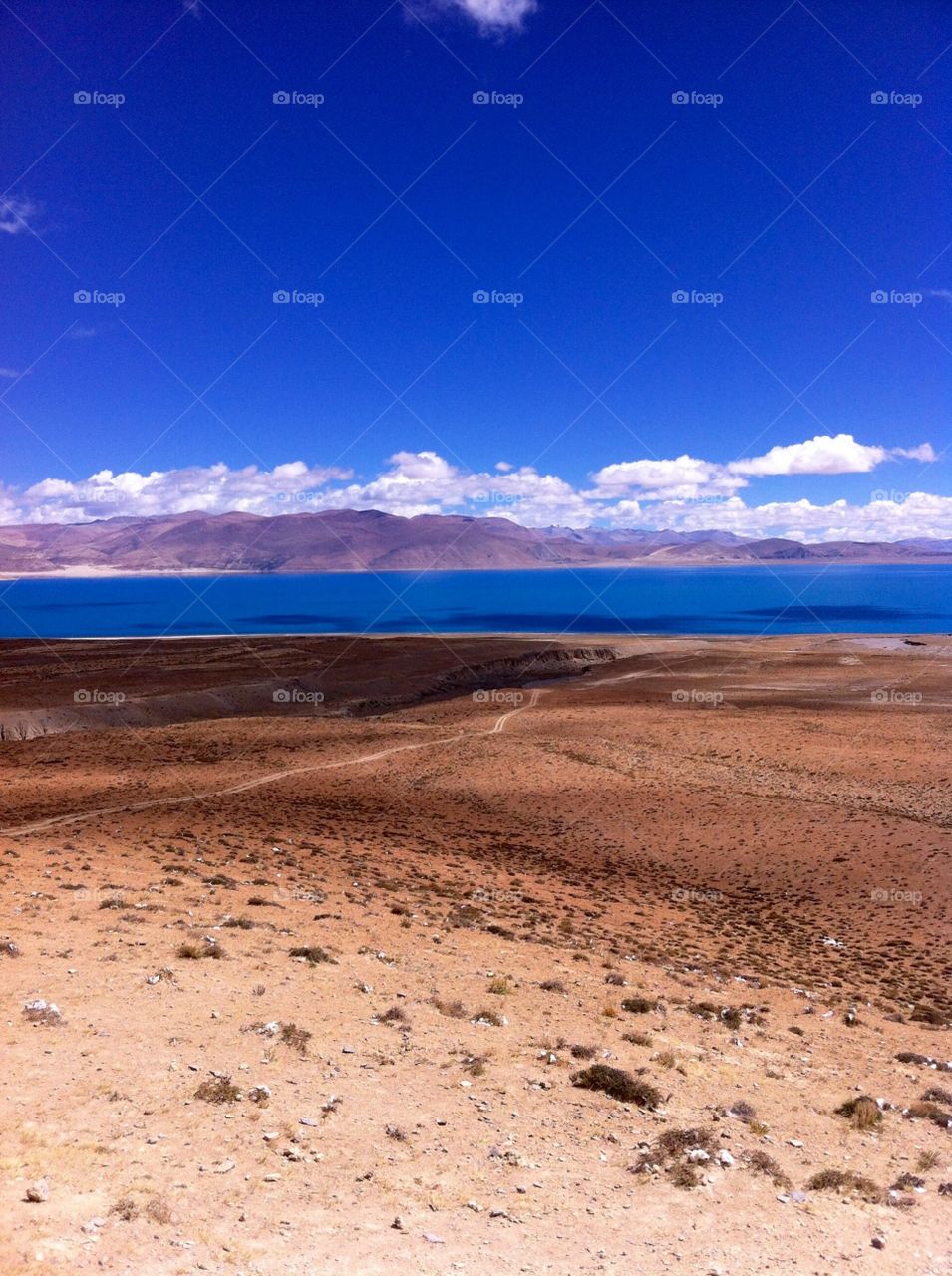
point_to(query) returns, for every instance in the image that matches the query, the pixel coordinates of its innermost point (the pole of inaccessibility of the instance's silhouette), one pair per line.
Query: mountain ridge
(377, 541)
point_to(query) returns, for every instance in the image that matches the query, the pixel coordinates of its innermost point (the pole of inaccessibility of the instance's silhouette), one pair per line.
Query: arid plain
(452, 955)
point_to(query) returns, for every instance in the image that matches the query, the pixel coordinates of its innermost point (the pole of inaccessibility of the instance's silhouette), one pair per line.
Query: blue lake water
(792, 598)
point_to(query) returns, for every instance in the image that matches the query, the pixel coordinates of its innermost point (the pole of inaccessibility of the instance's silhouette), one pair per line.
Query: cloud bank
(491, 17)
(680, 492)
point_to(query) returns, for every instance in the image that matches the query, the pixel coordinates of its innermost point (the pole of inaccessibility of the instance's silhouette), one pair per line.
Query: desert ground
(452, 955)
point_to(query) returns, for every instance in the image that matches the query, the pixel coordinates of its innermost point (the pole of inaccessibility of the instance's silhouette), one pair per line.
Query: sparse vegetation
(863, 1112)
(845, 1183)
(195, 952)
(760, 1162)
(313, 955)
(638, 1005)
(218, 1090)
(618, 1084)
(452, 1010)
(295, 1037)
(925, 1111)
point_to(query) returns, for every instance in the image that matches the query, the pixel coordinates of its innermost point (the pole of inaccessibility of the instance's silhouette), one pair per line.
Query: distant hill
(372, 541)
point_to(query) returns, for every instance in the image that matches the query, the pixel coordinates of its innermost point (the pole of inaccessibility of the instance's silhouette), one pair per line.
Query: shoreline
(108, 573)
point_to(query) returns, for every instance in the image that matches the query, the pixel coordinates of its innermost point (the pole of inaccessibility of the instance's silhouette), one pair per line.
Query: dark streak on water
(752, 600)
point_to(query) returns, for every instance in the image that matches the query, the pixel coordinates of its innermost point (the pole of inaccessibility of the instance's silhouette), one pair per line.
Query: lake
(793, 598)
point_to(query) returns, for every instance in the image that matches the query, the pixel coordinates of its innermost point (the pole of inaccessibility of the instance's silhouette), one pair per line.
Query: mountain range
(370, 540)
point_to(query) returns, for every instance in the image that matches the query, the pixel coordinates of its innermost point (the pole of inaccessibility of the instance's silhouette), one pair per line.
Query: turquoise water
(793, 598)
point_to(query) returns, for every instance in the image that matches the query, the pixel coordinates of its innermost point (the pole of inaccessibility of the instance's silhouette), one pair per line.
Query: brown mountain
(368, 540)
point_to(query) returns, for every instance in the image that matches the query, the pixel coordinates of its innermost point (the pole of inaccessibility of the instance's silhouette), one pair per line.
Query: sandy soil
(747, 841)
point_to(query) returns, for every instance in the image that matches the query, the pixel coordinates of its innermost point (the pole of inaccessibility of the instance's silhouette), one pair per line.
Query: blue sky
(719, 268)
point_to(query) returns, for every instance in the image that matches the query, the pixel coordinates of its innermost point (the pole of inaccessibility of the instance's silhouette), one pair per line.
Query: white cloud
(16, 213)
(825, 455)
(682, 494)
(491, 17)
(683, 478)
(822, 455)
(212, 488)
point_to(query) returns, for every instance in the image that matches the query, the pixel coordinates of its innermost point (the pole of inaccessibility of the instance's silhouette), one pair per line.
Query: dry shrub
(314, 955)
(861, 1112)
(845, 1183)
(618, 1084)
(218, 1090)
(760, 1162)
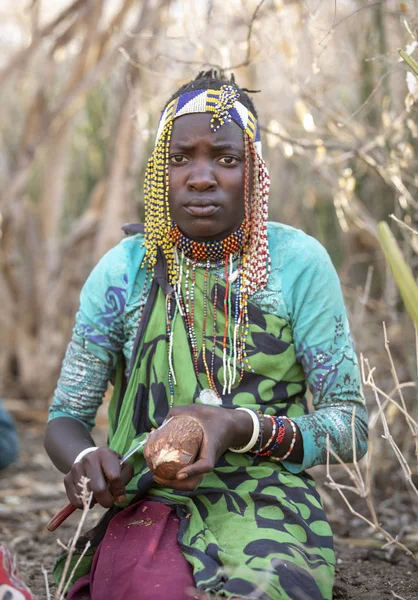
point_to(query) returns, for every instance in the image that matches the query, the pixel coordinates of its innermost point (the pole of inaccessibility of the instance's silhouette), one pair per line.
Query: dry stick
(247, 60)
(403, 224)
(390, 400)
(45, 574)
(23, 54)
(86, 498)
(75, 569)
(369, 381)
(396, 379)
(373, 524)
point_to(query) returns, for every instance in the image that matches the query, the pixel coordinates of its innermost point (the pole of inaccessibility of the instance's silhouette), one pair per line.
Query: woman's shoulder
(289, 244)
(126, 254)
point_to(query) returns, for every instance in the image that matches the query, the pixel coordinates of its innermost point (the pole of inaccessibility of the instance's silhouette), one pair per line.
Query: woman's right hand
(107, 478)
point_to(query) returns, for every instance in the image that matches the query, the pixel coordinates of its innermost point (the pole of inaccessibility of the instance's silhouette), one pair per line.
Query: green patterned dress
(254, 528)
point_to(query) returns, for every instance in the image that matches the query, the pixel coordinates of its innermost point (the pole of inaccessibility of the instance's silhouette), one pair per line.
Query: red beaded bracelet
(292, 443)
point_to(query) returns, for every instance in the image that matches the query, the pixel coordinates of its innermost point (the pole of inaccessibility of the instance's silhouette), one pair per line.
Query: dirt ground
(32, 491)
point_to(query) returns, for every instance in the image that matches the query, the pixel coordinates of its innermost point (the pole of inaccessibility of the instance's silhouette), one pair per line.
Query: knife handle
(60, 517)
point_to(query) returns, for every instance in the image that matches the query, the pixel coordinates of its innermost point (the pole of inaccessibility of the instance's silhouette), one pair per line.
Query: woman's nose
(202, 178)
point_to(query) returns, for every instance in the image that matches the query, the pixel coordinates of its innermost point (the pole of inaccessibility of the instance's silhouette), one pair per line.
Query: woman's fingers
(107, 479)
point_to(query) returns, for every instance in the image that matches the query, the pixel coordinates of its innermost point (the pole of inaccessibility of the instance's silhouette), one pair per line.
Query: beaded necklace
(247, 246)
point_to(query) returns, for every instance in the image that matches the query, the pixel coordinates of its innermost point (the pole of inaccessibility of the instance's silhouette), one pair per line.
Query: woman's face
(206, 171)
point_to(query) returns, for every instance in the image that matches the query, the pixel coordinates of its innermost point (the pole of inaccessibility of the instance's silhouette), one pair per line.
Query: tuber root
(174, 447)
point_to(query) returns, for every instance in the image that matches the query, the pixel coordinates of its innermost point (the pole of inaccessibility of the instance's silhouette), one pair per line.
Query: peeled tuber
(172, 448)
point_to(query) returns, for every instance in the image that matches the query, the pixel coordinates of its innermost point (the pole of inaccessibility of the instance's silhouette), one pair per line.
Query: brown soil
(32, 491)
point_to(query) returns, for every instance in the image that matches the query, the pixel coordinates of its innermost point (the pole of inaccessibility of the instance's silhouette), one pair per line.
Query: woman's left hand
(222, 428)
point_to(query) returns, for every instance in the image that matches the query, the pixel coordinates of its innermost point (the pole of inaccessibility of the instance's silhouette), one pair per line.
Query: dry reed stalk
(86, 498)
(362, 484)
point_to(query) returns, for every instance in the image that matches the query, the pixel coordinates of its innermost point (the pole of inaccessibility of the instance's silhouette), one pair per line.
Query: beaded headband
(224, 105)
(249, 241)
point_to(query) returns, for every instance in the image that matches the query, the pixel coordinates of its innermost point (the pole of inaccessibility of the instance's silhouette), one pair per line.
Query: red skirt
(139, 559)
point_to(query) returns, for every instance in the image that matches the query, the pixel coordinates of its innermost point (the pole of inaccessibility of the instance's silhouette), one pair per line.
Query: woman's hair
(209, 80)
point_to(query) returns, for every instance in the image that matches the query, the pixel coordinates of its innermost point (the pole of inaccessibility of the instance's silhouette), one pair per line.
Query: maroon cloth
(139, 559)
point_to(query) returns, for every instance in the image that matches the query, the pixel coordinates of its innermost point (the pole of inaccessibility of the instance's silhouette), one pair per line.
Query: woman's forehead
(189, 129)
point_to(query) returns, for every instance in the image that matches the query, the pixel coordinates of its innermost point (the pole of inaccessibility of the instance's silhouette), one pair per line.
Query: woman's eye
(178, 159)
(228, 160)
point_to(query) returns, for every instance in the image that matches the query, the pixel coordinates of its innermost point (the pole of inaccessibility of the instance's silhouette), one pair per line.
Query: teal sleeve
(96, 342)
(324, 347)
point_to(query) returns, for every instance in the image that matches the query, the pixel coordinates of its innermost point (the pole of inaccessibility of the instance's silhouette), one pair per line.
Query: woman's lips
(197, 210)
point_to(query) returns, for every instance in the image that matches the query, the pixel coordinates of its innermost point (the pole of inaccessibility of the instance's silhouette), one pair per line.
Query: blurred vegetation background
(82, 84)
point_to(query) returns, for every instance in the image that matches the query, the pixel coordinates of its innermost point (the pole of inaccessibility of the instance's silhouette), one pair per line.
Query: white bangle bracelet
(254, 437)
(83, 453)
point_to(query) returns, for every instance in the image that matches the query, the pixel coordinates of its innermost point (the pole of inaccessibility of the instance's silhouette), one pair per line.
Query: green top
(303, 290)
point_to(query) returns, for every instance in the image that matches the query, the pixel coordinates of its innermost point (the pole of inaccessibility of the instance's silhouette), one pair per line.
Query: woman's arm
(324, 347)
(90, 360)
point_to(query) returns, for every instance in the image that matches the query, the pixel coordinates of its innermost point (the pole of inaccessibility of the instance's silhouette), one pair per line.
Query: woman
(217, 314)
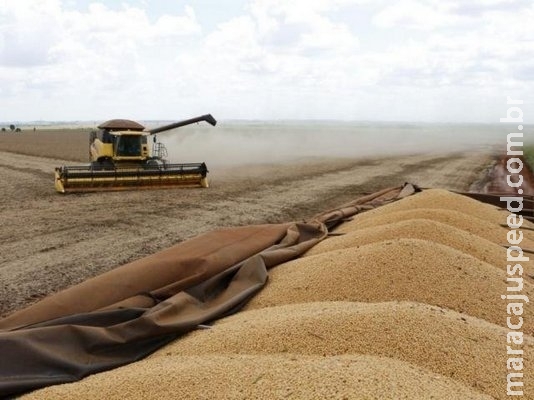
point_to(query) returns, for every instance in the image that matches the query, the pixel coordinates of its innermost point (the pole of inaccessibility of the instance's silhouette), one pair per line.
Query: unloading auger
(121, 158)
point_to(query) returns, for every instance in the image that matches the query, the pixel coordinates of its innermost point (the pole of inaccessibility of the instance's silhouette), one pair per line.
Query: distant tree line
(12, 128)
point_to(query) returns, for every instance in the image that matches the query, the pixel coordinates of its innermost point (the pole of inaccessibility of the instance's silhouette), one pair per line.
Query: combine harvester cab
(122, 159)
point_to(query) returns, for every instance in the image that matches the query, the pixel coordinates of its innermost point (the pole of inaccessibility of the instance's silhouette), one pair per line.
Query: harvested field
(54, 241)
(405, 304)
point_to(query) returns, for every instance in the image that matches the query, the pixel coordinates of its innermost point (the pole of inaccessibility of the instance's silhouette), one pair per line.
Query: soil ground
(51, 241)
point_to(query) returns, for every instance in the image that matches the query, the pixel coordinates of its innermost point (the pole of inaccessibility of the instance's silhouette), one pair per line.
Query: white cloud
(273, 59)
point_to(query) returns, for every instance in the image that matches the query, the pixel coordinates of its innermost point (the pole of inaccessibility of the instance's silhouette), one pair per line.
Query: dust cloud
(235, 143)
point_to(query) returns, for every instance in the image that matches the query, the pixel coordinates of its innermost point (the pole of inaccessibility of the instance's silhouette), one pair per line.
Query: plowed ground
(50, 241)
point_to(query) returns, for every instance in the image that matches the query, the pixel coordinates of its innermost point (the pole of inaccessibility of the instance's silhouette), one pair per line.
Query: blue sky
(406, 60)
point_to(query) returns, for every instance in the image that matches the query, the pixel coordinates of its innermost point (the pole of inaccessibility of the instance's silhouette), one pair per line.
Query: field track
(51, 241)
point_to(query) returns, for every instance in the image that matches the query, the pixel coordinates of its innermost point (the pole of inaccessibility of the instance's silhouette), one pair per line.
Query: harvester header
(121, 157)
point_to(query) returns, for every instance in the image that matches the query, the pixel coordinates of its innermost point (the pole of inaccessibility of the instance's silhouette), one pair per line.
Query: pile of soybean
(406, 303)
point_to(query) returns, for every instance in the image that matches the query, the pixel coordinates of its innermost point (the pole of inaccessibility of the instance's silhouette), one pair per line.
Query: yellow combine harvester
(121, 158)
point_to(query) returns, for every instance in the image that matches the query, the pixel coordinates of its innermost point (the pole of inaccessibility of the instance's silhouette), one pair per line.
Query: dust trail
(233, 143)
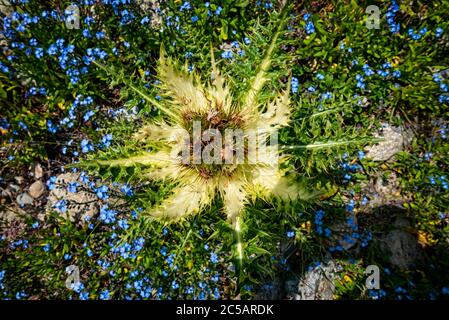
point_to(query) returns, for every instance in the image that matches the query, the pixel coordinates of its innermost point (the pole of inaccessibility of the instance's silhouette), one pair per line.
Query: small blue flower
(84, 295)
(174, 285)
(126, 190)
(144, 20)
(88, 115)
(86, 146)
(104, 295)
(213, 257)
(106, 140)
(39, 53)
(227, 54)
(294, 84)
(61, 206)
(72, 187)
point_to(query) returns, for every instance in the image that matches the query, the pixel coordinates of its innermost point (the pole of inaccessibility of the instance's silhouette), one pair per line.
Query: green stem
(139, 92)
(331, 144)
(260, 78)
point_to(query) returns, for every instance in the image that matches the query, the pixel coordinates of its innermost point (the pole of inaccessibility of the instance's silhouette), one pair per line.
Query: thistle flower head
(211, 143)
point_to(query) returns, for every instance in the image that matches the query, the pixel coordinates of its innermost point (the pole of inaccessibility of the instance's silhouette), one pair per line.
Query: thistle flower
(230, 175)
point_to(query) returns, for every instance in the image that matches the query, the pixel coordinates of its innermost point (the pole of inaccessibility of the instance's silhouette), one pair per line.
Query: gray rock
(14, 187)
(36, 189)
(396, 139)
(401, 246)
(38, 172)
(318, 283)
(24, 199)
(79, 204)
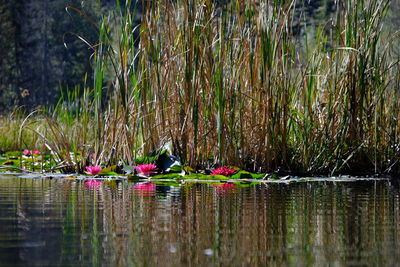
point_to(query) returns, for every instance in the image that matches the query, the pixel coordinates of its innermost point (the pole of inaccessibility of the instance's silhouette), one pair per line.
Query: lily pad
(167, 176)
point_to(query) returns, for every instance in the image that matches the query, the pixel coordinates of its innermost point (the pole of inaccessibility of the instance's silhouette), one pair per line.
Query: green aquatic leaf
(200, 176)
(247, 175)
(109, 174)
(106, 171)
(149, 158)
(167, 176)
(128, 169)
(167, 162)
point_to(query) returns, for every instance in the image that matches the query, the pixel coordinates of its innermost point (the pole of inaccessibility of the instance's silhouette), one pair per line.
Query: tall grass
(232, 84)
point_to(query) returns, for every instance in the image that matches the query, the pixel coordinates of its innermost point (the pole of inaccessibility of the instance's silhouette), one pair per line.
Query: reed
(232, 84)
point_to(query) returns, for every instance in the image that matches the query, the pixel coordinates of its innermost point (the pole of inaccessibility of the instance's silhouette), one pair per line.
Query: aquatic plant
(146, 169)
(93, 170)
(234, 83)
(225, 171)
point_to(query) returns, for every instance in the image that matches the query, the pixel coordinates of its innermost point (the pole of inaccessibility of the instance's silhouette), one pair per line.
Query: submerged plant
(146, 169)
(225, 171)
(93, 170)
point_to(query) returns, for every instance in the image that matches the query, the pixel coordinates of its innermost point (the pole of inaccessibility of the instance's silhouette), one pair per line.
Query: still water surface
(70, 223)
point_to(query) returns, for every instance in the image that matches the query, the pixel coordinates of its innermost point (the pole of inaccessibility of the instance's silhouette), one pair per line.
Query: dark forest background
(35, 64)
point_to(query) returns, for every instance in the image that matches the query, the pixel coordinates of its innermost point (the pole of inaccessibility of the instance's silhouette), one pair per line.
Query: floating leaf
(128, 169)
(108, 170)
(168, 176)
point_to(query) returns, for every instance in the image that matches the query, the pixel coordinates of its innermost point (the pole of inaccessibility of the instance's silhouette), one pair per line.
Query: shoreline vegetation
(228, 85)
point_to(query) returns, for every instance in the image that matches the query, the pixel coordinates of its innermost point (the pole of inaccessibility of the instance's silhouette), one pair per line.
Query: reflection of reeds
(233, 84)
(298, 224)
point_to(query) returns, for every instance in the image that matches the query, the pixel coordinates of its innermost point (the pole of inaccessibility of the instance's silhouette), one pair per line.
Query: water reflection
(61, 222)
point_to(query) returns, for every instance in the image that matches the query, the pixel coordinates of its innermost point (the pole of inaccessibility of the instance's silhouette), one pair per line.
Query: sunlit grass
(233, 85)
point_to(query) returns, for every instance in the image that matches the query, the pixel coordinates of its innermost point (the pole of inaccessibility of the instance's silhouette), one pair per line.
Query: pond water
(63, 222)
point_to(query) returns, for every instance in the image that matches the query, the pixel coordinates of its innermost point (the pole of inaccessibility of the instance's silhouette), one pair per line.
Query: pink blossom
(93, 170)
(225, 171)
(93, 183)
(146, 169)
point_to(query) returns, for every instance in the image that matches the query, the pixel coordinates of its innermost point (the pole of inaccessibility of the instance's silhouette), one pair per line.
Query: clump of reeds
(232, 84)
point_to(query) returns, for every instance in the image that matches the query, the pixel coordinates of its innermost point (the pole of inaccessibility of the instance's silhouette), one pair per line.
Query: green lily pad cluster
(169, 167)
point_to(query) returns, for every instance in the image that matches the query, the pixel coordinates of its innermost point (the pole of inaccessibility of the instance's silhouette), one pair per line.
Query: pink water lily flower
(93, 170)
(93, 183)
(146, 169)
(225, 171)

# What to do:
Show every line above that contains the word "lily".

# Output below:
Query: lily pad
Query: green lily pad cluster
Query: pink water lily flower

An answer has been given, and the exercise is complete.